[Start Given passage]

- Directed by: Im Kyeong-soo
- Written by: Go Jeong-woon
- Produced by: Choe Hyeon-sik Jo Won-jang
- Starring: Shin Eun-kyung Yunjin Kim Eric Mun
- Cinematography: Kim Cheol-ju
- Edited by: Kyung Min-ho
- Distributed by: Showbox
- Release date: December 1, 2005;
- Running time: 105 minutes
- Country: South Korea
- Language: Korean
- Box office: US$3,867,958

= Diary of June =

Diary of June (also known as Bystanders) is a 2005 South Korean mystery thriller film starring Shin Eun-kyung, Yunjin Kim and Eric Mun. The film was released to South Korean cinemas December 1st, 2005 where it received a total of 697,980 admissions nationwide.

[End Given passage]

● Written exercise 1
Please reproduce the entries starting at the line that contains "One dot marks each instance of the tennis racket." and ending after the line that contains "[(292, 100)]".

[Start Provided information]

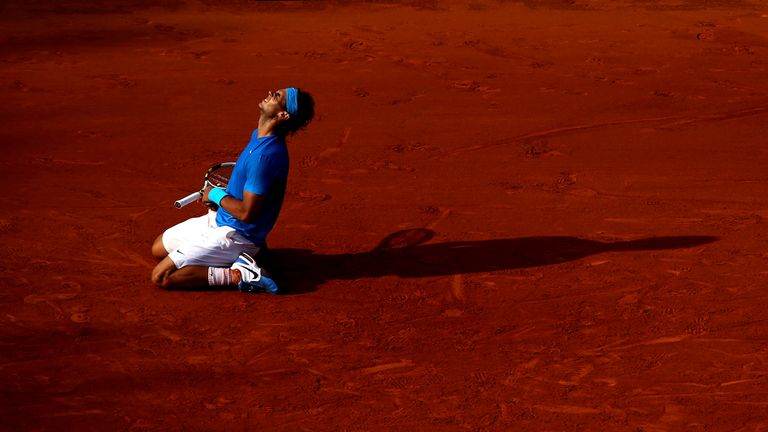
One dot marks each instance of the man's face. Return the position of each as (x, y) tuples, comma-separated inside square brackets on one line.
[(274, 103)]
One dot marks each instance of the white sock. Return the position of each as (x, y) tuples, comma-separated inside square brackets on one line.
[(219, 276)]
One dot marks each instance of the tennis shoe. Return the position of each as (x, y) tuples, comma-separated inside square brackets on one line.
[(251, 278)]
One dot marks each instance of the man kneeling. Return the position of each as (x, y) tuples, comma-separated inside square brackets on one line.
[(217, 249)]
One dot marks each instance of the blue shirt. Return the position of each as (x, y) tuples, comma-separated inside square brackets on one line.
[(261, 169)]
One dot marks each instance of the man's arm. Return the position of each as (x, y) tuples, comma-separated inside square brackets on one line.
[(246, 210)]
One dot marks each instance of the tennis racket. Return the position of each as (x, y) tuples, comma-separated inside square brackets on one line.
[(216, 176)]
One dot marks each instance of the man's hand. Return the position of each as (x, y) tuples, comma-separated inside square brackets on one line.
[(206, 202)]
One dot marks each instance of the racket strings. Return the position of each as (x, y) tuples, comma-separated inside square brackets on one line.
[(220, 178)]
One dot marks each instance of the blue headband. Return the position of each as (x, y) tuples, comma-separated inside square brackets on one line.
[(292, 100)]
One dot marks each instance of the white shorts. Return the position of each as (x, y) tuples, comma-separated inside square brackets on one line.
[(200, 242)]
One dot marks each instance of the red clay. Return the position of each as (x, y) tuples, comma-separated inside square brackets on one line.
[(536, 215)]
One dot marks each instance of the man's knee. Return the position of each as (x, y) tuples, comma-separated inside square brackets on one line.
[(162, 272)]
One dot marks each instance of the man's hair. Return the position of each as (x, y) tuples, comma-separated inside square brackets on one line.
[(298, 121)]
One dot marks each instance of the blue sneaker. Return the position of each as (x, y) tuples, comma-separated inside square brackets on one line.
[(251, 279)]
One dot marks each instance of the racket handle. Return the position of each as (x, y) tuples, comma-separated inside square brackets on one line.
[(188, 199)]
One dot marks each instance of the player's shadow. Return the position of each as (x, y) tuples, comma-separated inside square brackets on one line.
[(407, 254)]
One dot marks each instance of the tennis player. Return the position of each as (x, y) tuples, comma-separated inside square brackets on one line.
[(218, 248)]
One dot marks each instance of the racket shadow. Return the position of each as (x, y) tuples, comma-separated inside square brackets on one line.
[(408, 255)]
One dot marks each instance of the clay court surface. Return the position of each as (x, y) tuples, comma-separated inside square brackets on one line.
[(506, 216)]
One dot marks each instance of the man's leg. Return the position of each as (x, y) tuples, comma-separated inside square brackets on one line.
[(158, 248), (167, 276)]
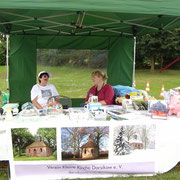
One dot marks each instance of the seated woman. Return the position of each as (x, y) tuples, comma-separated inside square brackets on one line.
[(104, 91), (40, 93)]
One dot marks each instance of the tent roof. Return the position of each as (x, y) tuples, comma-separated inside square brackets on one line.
[(84, 17)]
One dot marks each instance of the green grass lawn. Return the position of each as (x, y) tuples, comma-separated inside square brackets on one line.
[(75, 81), (25, 158)]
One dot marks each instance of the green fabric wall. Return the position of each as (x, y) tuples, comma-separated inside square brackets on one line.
[(23, 64), (22, 67), (120, 61)]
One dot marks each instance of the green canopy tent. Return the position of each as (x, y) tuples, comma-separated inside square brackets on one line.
[(103, 24)]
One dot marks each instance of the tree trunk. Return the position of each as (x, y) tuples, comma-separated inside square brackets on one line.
[(161, 62), (152, 64)]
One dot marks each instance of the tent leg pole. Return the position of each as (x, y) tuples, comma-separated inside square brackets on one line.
[(134, 63), (7, 65)]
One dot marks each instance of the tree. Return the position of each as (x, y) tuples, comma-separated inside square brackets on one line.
[(72, 138), (21, 138), (130, 131), (48, 135), (2, 51), (121, 146)]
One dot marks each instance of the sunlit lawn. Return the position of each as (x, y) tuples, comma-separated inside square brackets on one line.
[(75, 81), (25, 158)]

[End Provided information]

● Written exercise 2
Using the Diary of June summary, decide whether each statement agrees with it. Answer yes or no and quote the deciding words. (a) Showbox distributed the film. (b) The film runs 115 minutes. (c) The film drew 697,980 admissions across South Korea.

● Written reply 1
One dot marks each instance of the tennis racket. Return the position of each as (x, y) tuples, comma-separated inside square brackets on one line.
[(216, 176)]
One dot marks each instance of the man's hand. Return the position of each as (x, y) tuples, comma-separated inside square brackets on one line.
[(206, 202)]
One dot marks each instance of the racket strings. Return the position of each as (x, y) tuples, comma-separated inside square brackets on one line.
[(220, 178)]
One dot marks each instance of the blue headband. Return the position of each as (x, y) tuples, comma-separated inside square brackets on one line.
[(292, 100)]

● Written reply 2
(a) Yes: "Distributed by: Showbox"
(b) No: "Running time: 105 minutes"
(c) Yes: "it received a total of 697,980 admissions nationwide"